##### Available data
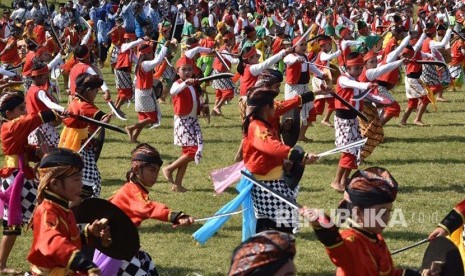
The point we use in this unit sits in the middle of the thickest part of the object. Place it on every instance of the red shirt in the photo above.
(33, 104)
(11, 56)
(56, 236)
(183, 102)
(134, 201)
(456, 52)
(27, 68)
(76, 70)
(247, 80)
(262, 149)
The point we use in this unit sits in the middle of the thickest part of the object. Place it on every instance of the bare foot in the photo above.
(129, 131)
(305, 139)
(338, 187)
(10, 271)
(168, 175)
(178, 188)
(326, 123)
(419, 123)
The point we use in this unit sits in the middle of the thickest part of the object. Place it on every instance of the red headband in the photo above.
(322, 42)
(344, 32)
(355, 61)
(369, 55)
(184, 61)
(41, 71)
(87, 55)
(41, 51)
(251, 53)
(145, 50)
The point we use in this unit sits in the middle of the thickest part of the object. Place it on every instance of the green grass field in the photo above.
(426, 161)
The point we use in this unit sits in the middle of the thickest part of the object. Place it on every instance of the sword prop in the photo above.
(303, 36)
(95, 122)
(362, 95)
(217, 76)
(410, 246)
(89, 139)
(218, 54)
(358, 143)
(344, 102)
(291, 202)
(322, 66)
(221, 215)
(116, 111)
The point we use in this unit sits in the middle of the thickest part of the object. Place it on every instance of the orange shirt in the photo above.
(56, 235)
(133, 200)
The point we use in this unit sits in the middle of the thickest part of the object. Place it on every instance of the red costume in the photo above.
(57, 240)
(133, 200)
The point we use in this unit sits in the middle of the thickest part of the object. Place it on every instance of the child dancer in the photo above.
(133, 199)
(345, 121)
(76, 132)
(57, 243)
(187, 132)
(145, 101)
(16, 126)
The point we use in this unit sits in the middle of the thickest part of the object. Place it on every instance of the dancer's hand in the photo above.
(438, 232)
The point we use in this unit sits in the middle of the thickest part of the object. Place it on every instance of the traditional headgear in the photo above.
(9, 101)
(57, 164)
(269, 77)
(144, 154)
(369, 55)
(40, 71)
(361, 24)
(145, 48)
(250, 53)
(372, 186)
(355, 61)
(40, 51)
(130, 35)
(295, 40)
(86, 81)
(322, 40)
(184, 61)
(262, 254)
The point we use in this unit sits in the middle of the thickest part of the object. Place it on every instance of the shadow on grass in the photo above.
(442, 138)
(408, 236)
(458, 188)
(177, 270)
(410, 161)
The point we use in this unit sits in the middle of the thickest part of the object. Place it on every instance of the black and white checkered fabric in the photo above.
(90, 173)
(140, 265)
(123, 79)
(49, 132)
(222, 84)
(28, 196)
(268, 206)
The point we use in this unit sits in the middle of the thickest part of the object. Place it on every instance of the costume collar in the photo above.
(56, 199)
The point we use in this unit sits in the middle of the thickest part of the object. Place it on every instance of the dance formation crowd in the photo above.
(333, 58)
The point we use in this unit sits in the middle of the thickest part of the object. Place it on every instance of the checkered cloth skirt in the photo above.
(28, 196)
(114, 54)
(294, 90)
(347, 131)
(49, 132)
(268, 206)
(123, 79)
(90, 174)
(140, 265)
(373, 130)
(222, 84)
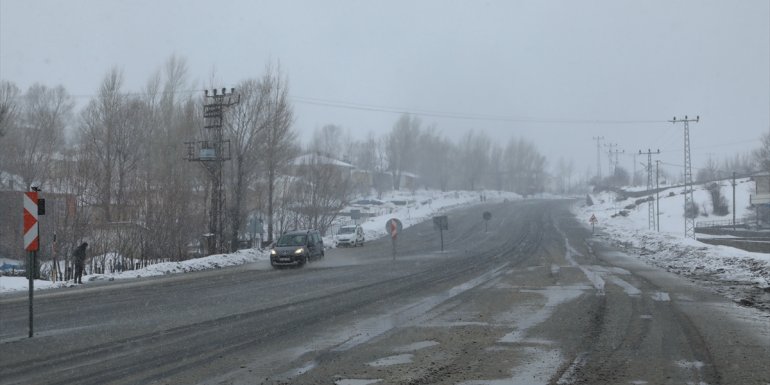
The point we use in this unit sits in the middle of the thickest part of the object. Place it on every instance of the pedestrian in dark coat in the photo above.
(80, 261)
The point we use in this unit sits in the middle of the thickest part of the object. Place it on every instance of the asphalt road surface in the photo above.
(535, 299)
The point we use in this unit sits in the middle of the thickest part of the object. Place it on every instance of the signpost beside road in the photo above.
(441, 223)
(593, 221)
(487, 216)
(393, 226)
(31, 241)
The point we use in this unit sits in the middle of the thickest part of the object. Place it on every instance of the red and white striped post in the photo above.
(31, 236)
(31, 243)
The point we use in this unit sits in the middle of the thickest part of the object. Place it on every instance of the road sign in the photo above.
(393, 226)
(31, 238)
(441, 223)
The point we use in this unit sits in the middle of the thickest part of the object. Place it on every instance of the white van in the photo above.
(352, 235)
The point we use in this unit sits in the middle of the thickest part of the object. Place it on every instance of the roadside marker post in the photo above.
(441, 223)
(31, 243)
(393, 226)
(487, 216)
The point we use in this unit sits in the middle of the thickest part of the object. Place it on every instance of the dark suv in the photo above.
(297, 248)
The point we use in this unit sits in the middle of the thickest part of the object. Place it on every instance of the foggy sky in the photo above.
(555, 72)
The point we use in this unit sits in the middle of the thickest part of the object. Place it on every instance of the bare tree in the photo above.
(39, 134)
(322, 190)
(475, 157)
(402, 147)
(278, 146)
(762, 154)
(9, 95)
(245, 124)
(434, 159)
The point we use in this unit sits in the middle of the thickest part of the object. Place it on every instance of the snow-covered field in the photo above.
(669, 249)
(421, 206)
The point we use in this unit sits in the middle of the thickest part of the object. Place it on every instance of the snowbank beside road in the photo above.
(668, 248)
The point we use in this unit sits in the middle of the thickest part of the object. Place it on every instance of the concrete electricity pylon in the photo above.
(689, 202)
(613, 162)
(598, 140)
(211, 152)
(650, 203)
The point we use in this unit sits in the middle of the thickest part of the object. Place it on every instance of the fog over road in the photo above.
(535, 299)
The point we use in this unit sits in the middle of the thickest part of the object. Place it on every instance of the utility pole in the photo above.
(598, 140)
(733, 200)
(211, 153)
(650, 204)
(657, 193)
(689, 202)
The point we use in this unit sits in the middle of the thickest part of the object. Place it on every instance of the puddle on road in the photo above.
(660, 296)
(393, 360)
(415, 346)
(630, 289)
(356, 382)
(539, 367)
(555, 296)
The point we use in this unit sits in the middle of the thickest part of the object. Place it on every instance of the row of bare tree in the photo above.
##########
- Instructions for the task -
Would you copy every entry exactly as it stands, leaving out the pictures?

- Result for this task -
The point we use in this unit sits in the middle of the thickest part of the object. Place it on every instance of the red shirt in the photo above.
(33, 104)
(11, 56)
(56, 236)
(183, 102)
(134, 201)
(456, 52)
(27, 68)
(76, 70)
(247, 80)
(262, 149)
The point we use in this unit sits in the middle of the thickest part of the object. Place it on every instance of the bare foot in the photo above.
(129, 131)
(305, 139)
(338, 187)
(10, 271)
(168, 175)
(178, 188)
(326, 123)
(419, 123)
The point we use in this unit sits in the middle of the thickest part of the object. Place it on every instance of the red headband in the photo above.
(322, 42)
(344, 32)
(355, 61)
(369, 55)
(184, 61)
(41, 71)
(87, 55)
(41, 51)
(251, 53)
(145, 50)
The point we use in this unit sits in the middle of the thickest part of the object. Place it on every instance of the green grass field in the photo above.
(426, 161)
The point we use in this unit sits in the middle of the thickest part of the object. Place it on every instance of the sword prop in the photo above.
(303, 36)
(95, 122)
(362, 95)
(217, 76)
(410, 246)
(89, 139)
(218, 54)
(358, 143)
(344, 102)
(291, 202)
(322, 66)
(221, 215)
(116, 111)
The point we use in this unit sits in the middle of the thickest part of the object. Place it on every instance of the orange shirt in the photo above.
(56, 235)
(133, 200)
The point we use in this unit sits in the middle of the thickest part of the object. Place it on every instance of the red costume in the photo above.
(57, 240)
(133, 200)
The point we use in this unit sits in the middle of the thickest part of the object. Place it on every instance of the child dancer in the photo above.
(133, 199)
(345, 121)
(76, 132)
(57, 243)
(187, 132)
(145, 101)
(16, 126)
The point we use in this unit sits in the middle of the thickest part of the object. Place it on every instance of the dancer's hand in the photo above.
(438, 232)
The point we use in this unit sits in the middle of the thickest part of the object. Place it on every instance of the traditional headgear in the photo above.
(9, 101)
(57, 164)
(269, 77)
(144, 154)
(369, 55)
(40, 71)
(361, 24)
(145, 48)
(250, 53)
(372, 186)
(355, 61)
(40, 51)
(130, 35)
(295, 40)
(86, 81)
(322, 40)
(184, 61)
(262, 254)
The point we use in this unit sits in the middle of the thickest part of the object. Place it on every instance of the shadow on grass in the photo above.
(442, 138)
(408, 236)
(458, 188)
(177, 270)
(410, 161)
The point we use in this unit sits in the middle of the thickest part of the object. Place it on every instance of the black and white checkered fabric in the photo above.
(90, 173)
(140, 265)
(123, 79)
(49, 132)
(222, 84)
(28, 196)
(268, 206)
The point we use in this unit sits in the middle of the thickest part of the object. Place it on every instance of the costume collar in the photo above.
(56, 199)
The point we use in this unit sits in the middle of the thickest part of the object. Place it on every instance of the dance formation crowd in the photo above.
(333, 58)
The point we use in this unit sits in the middle of the thickest part of the object. Place it on every instance of the checkered cloth skirt in the photo above.
(28, 196)
(114, 54)
(294, 90)
(347, 131)
(49, 132)
(268, 206)
(123, 79)
(90, 174)
(140, 265)
(373, 130)
(222, 84)
The point we use in this unit sits in the middle of the thickest part of the object. Place it on every instance of the pedestrian in dark coat in the photo above.
(80, 261)
The point we use in this unit sits in the middle of the thickest part of the object. Place it on every instance of the asphalt road surface in the photo above.
(535, 299)
The point we use in this unit sits in the middle of the thickest part of the object. Place it on every instance of the signpost beside road in the photo above.
(441, 223)
(593, 221)
(487, 216)
(393, 226)
(31, 241)
The point we use in this unit sits in the middle of the thickest part of the object. Place it on every instance of the red and white striped post in the photo above.
(31, 236)
(31, 243)
The point we use in this unit sits in the middle of the thickest part of the object. Place it on every instance of the road sign in the photo above.
(393, 226)
(31, 238)
(441, 223)
The point we use in this unit sits in the middle of the thickest part of the object. Place it on every instance of the white van in the photo above.
(352, 235)
The point we use in this unit sits in the middle of the thickest part of the object. Place it on every instance of the roadside marker post in the photo above.
(441, 223)
(31, 243)
(393, 226)
(487, 216)
The point we use in this unit sits in the middle of the thickest part of the object. Place it on every instance of the dark suv in the photo above.
(297, 248)
The point we use in this unit sits in the middle of the thickest part of the object. Place it on every instance of the foggy sky in the photo above.
(555, 72)
The point we use in this unit sits in the middle of the thickest part of the object. Place it on every instance of the bare tree in the photo above.
(39, 134)
(322, 190)
(475, 157)
(402, 147)
(278, 146)
(762, 154)
(9, 95)
(245, 124)
(434, 159)
The point we use in this unit sits in the middle of the thickest part of the object. Place it on every instance of the snow-covered field in the photo above.
(669, 249)
(421, 206)
The point we use in this unit sits in the middle of the thickest part of the object. Place it on every instance of the snowbank beside road in the photo above.
(668, 248)
The point we use in this unit sits in the middle of the thickest part of the object. Place it on every instance of the concrete electricity pylon in the photo above.
(689, 202)
(613, 162)
(598, 140)
(211, 152)
(650, 203)
The point we use in this unit sits in the middle of the thickest part of the object. Place it on every instance of the fog over road in the photo above.
(535, 299)
The point we use in this unit sits in the middle of the thickest part of the object. Place it on every instance of the utility pole in the photo above.
(598, 140)
(733, 200)
(211, 153)
(650, 204)
(657, 193)
(689, 202)
The point we use in this unit sits in the middle of the thickest part of the object. Place it on every instance of the puddle on road in the photo above.
(660, 296)
(393, 360)
(415, 346)
(630, 289)
(356, 382)
(539, 367)
(555, 296)
The point we use in this unit sits in the middle of the thickest part of the object. Place it on every instance of the row of bare tree in the photo above.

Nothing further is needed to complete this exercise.